[[ Source records open ]]
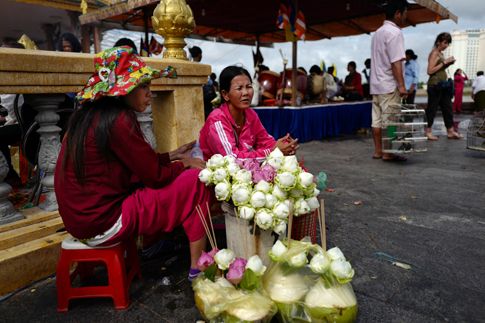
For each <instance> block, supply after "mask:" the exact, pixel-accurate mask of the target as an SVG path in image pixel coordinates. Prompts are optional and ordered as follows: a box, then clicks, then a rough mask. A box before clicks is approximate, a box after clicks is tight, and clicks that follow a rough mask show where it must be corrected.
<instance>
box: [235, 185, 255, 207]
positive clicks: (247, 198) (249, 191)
mask: <svg viewBox="0 0 485 323" xmlns="http://www.w3.org/2000/svg"><path fill="white" fill-rule="evenodd" d="M250 198H251V191H250V189H249V188H248V186H247V185H242V184H234V185H233V186H232V201H233V202H234V205H236V206H239V205H243V204H246V203H248V202H249V199H250Z"/></svg>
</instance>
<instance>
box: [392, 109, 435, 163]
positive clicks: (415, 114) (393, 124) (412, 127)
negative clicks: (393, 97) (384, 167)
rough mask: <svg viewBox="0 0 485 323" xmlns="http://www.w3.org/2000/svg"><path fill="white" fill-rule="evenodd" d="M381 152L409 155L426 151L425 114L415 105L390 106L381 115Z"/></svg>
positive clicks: (424, 112) (426, 150)
mask: <svg viewBox="0 0 485 323" xmlns="http://www.w3.org/2000/svg"><path fill="white" fill-rule="evenodd" d="M383 119H384V127H385V128H384V129H383V133H382V151H383V152H384V153H388V154H409V153H417V152H425V151H427V138H426V134H425V127H426V126H427V123H426V114H425V111H424V109H418V108H417V107H416V105H415V104H396V105H391V106H390V107H389V109H388V111H386V113H384V114H383Z"/></svg>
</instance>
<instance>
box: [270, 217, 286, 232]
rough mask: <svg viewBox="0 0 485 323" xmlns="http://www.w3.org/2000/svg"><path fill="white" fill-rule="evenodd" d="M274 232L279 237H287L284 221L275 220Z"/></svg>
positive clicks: (273, 231)
mask: <svg viewBox="0 0 485 323" xmlns="http://www.w3.org/2000/svg"><path fill="white" fill-rule="evenodd" d="M273 232H274V233H276V234H278V235H286V222H285V221H283V220H275V224H274V227H273Z"/></svg>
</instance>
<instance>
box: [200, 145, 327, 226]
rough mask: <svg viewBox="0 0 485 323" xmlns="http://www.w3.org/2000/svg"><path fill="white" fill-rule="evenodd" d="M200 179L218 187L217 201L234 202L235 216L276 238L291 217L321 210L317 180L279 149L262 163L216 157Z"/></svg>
mask: <svg viewBox="0 0 485 323" xmlns="http://www.w3.org/2000/svg"><path fill="white" fill-rule="evenodd" d="M199 179H200V181H201V182H203V183H205V184H206V185H210V184H213V185H215V188H214V190H215V195H216V198H217V200H219V201H228V202H229V201H230V202H232V203H233V204H234V206H235V207H236V216H238V217H240V218H242V219H245V220H248V221H254V222H255V224H256V225H257V226H258V227H259V228H261V229H263V230H273V231H274V232H276V233H277V234H284V233H285V232H286V228H287V223H288V218H289V216H290V214H291V215H294V216H299V215H303V214H308V213H310V212H312V211H314V210H315V209H317V208H318V207H319V202H318V199H317V196H318V194H319V193H320V191H319V190H318V189H317V188H316V184H315V182H314V176H313V175H312V174H311V173H309V172H306V171H305V170H303V169H302V168H301V167H300V165H299V163H298V160H297V159H296V156H284V155H283V153H282V152H281V151H280V150H279V149H278V148H276V149H275V150H274V151H273V152H271V153H270V154H269V155H268V156H267V157H266V158H265V159H264V161H263V162H260V161H258V160H256V159H244V160H236V159H235V158H234V157H233V156H222V155H219V154H216V155H214V156H212V157H211V158H210V159H209V160H208V161H207V167H206V168H205V169H204V170H202V171H201V172H200V174H199Z"/></svg>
[[ Source records closed ]]
Exercise objective ::
Restate the material above word for word, dropping the pictures.

Final answer ::
For each <instance> block, supply after "mask:" the exact, pixel-accurate mask of the target as an SVG path in image pixel coordinates. Prompts are optional and ordered as follows: a box, then clicks, then a rough mask. A box before clicks is approximate, a box after clicks is tight, and clicks that follow a rough mask show where it must be corrected.
<instance>
box: [235, 185, 255, 207]
positive clicks: (247, 198) (249, 191)
mask: <svg viewBox="0 0 485 323" xmlns="http://www.w3.org/2000/svg"><path fill="white" fill-rule="evenodd" d="M250 198H251V191H250V189H249V188H248V186H247V185H242V184H234V185H233V186H232V201H233V202H234V205H236V206H239V205H243V204H246V203H248V202H249V199H250Z"/></svg>
</instance>
<instance>
box: [392, 109, 435, 163]
positive clicks: (415, 114) (393, 124) (412, 127)
negative clicks: (393, 97) (384, 167)
rough mask: <svg viewBox="0 0 485 323" xmlns="http://www.w3.org/2000/svg"><path fill="white" fill-rule="evenodd" d="M381 152L409 155L426 151L425 114L415 105L390 106L381 115Z"/></svg>
positive clicks: (424, 112) (426, 150)
mask: <svg viewBox="0 0 485 323" xmlns="http://www.w3.org/2000/svg"><path fill="white" fill-rule="evenodd" d="M383 119H384V127H385V128H384V129H383V133H382V151H383V152H384V153H388V154H409V153H417V152H425V151H427V138H426V134H425V127H426V126H427V123H426V114H425V111H424V109H418V108H417V107H416V105H415V104H396V105H391V106H390V107H389V109H388V111H386V113H384V114H383Z"/></svg>
</instance>
<instance>
box: [270, 217, 286, 232]
rough mask: <svg viewBox="0 0 485 323" xmlns="http://www.w3.org/2000/svg"><path fill="white" fill-rule="evenodd" d="M274 232L279 237H287L284 221L275 220Z"/></svg>
positive clicks: (273, 231)
mask: <svg viewBox="0 0 485 323" xmlns="http://www.w3.org/2000/svg"><path fill="white" fill-rule="evenodd" d="M273 232H274V233H276V234H278V235H286V222H285V221H283V220H275V224H274V227H273Z"/></svg>
</instance>
<instance>
box: [200, 145, 327, 226]
rough mask: <svg viewBox="0 0 485 323" xmlns="http://www.w3.org/2000/svg"><path fill="white" fill-rule="evenodd" d="M200 179L218 187L217 201L234 202L235 216L276 238L291 217L321 210L317 180L279 149L262 163L216 157Z"/></svg>
mask: <svg viewBox="0 0 485 323" xmlns="http://www.w3.org/2000/svg"><path fill="white" fill-rule="evenodd" d="M199 179H200V181H201V182H203V183H205V184H206V185H210V184H213V185H215V188H214V190H215V195H216V198H217V200H219V201H228V202H229V201H230V202H232V203H233V204H234V206H235V207H236V216H238V217H240V218H242V219H245V220H248V221H254V222H255V224H256V225H257V226H258V227H259V228H261V229H263V230H273V231H274V232H276V233H277V234H284V233H285V232H286V228H287V223H288V218H289V216H290V214H291V215H294V216H299V215H303V214H308V213H310V212H312V211H314V210H315V209H317V208H318V207H319V202H318V199H317V196H318V194H319V193H320V191H319V190H318V189H317V188H316V184H315V182H314V176H313V175H312V174H311V173H309V172H306V171H305V170H303V169H302V168H301V167H300V165H299V163H298V160H297V159H296V156H284V155H283V153H282V152H281V151H280V150H279V149H278V148H276V149H275V150H274V151H273V152H271V153H270V154H269V155H268V156H267V157H266V158H265V159H264V161H263V162H260V161H258V160H256V159H244V160H236V159H235V158H234V157H233V156H222V155H219V154H216V155H214V156H212V157H211V158H210V159H209V160H208V161H207V167H206V168H205V169H204V170H202V171H201V172H200V174H199Z"/></svg>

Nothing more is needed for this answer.